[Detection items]
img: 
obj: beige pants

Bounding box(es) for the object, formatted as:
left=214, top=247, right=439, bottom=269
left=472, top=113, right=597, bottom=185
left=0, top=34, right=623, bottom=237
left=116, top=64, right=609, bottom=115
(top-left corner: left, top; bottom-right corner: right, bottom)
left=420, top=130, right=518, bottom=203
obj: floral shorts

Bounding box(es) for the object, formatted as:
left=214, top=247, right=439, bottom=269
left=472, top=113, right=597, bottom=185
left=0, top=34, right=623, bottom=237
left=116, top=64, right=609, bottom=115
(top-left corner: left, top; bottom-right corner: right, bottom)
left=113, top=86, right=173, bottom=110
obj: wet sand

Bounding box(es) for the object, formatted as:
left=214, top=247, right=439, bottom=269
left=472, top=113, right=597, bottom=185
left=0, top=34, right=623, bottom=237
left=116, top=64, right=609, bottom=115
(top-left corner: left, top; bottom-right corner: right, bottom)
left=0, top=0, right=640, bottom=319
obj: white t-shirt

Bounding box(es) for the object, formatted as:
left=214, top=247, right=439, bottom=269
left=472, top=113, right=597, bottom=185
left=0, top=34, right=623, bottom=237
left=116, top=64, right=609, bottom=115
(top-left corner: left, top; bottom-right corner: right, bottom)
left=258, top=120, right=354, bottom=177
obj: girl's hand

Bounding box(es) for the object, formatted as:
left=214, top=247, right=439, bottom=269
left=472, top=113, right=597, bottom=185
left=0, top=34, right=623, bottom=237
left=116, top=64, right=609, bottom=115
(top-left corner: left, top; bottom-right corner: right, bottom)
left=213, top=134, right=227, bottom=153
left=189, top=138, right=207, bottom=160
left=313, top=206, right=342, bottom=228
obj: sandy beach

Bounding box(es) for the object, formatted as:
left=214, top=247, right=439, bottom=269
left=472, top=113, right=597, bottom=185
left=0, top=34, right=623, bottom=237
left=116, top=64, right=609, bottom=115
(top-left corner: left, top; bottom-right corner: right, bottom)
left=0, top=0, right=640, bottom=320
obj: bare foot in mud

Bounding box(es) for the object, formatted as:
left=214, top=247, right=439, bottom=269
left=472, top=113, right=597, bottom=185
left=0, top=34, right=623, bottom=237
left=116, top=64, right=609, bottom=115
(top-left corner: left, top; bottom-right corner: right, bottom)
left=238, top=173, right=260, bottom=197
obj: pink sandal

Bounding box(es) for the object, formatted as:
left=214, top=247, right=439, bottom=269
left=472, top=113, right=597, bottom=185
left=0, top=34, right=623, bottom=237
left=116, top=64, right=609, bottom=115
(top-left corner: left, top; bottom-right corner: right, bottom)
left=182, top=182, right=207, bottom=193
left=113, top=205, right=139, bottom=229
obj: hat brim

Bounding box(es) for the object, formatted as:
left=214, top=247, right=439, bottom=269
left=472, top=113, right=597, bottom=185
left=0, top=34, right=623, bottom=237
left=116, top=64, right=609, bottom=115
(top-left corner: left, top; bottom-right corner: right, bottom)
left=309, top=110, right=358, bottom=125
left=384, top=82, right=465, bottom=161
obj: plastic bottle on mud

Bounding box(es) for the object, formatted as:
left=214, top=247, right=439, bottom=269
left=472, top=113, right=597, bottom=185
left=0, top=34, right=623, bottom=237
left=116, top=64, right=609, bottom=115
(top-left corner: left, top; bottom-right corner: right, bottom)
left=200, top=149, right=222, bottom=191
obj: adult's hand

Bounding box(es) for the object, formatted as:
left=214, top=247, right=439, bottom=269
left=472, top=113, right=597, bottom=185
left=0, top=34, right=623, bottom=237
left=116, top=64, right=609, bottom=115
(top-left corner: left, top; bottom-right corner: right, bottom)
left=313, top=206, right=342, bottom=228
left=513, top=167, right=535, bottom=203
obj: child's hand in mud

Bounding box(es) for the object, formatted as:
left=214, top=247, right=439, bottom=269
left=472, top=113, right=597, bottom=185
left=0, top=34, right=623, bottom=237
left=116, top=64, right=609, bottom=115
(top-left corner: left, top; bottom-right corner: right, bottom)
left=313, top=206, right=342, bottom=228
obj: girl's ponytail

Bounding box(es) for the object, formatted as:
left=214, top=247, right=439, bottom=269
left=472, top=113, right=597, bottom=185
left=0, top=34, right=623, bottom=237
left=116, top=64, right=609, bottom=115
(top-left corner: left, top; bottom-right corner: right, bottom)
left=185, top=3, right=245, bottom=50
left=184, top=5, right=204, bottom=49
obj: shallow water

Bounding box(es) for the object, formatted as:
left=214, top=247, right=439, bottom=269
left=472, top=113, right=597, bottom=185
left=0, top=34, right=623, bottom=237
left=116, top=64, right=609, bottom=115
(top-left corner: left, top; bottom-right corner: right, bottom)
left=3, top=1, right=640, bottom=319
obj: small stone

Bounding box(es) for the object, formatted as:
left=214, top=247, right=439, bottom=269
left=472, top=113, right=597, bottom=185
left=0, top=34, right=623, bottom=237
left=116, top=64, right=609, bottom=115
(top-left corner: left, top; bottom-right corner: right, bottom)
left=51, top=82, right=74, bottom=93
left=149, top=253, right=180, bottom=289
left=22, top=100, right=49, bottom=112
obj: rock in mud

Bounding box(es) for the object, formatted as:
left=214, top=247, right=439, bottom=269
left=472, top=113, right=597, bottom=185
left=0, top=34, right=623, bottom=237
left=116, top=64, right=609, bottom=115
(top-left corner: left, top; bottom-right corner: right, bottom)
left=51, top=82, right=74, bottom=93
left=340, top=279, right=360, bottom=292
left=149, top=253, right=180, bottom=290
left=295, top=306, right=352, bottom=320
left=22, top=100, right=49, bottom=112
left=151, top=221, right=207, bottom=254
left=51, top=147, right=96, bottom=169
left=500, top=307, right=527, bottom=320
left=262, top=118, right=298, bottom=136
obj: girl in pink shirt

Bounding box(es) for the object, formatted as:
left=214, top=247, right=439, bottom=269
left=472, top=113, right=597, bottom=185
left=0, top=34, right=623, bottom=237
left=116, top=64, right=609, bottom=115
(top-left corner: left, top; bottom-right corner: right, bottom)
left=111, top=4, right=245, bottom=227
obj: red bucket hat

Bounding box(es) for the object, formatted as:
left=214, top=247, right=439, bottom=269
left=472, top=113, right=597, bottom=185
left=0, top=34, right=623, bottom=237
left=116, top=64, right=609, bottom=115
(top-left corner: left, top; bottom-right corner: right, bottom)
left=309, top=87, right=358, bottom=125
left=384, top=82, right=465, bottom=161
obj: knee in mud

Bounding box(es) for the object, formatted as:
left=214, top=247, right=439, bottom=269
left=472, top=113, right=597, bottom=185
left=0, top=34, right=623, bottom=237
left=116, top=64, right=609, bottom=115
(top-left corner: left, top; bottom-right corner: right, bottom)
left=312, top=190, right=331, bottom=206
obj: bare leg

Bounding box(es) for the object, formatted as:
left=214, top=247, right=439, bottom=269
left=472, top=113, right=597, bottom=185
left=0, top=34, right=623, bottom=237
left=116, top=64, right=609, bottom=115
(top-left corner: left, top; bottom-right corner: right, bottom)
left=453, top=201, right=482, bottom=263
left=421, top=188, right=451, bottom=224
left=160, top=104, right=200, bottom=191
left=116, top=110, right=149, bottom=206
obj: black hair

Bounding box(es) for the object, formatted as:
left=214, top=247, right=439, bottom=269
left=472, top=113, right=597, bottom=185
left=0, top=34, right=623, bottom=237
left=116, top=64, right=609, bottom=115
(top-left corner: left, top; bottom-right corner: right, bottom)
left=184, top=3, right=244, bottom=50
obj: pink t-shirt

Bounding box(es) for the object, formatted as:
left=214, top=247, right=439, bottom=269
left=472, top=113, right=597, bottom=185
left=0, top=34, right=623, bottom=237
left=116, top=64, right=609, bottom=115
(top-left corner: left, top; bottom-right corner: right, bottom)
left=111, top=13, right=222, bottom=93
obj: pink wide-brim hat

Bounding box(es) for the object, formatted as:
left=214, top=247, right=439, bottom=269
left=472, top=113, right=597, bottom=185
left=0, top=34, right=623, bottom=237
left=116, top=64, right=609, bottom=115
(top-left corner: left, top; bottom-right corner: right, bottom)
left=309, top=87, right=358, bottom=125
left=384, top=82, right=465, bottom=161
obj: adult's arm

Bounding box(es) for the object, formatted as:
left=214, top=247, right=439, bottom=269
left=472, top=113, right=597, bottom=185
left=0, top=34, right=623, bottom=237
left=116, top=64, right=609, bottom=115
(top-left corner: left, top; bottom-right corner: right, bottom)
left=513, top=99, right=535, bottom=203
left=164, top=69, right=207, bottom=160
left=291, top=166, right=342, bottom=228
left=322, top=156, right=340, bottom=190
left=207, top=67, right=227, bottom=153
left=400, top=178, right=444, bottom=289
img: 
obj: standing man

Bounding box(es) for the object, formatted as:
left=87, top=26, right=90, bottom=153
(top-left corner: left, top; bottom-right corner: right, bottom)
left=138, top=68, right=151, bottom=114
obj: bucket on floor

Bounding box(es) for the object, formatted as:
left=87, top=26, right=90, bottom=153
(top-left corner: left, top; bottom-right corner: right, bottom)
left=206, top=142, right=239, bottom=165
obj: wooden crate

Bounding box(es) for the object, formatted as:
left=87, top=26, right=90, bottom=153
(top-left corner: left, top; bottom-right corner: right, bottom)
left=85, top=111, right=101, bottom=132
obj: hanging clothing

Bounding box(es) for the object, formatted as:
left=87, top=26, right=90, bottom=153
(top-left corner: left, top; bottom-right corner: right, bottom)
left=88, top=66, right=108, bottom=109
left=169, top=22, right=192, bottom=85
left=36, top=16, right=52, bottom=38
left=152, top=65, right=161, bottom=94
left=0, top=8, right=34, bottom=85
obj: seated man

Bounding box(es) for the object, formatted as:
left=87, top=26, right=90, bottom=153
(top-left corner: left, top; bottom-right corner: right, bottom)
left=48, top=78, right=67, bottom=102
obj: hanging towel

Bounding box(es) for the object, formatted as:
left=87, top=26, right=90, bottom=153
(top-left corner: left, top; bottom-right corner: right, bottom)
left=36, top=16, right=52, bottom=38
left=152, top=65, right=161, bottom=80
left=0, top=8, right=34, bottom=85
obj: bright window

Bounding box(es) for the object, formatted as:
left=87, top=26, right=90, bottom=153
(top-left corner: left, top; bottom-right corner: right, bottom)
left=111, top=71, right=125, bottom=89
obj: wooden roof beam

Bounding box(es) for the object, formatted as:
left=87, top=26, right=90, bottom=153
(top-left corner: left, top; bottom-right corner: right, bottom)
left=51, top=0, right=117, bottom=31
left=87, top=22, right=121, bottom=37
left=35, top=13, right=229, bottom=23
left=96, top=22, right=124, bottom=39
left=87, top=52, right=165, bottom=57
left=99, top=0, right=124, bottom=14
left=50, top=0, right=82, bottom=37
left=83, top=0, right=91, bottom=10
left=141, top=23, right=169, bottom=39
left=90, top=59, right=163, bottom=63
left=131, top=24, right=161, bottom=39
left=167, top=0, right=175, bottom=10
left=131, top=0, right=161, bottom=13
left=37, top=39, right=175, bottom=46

◆ Work required:
Rewrite the items from the line with "obj: bare leg" up to and including the line with "left=184, top=3, right=244, bottom=50" as a two-column CSV with the columns input and output. Give one row per item, with its text and its answer each in a single quoted field and line breaks turned into spaces.

◆ Task response:
input,output
"obj: bare leg Bounding box(es) for the object, formatted as: left=214, top=247, right=439, bottom=269 left=472, top=113, right=597, bottom=185 left=0, top=34, right=623, bottom=237 left=116, top=64, right=609, bottom=115 (top-left corner: left, top; bottom-right corner: right, bottom)","left=453, top=201, right=482, bottom=263 left=421, top=188, right=451, bottom=224 left=160, top=104, right=200, bottom=191 left=116, top=110, right=149, bottom=206"
"obj: black hair Bounding box(es) for the object, formatted as: left=214, top=247, right=439, bottom=269 left=472, top=113, right=597, bottom=185 left=0, top=34, right=623, bottom=237 left=116, top=64, right=609, bottom=115 (top-left corner: left, top; bottom-right corner: right, bottom)","left=184, top=3, right=244, bottom=50"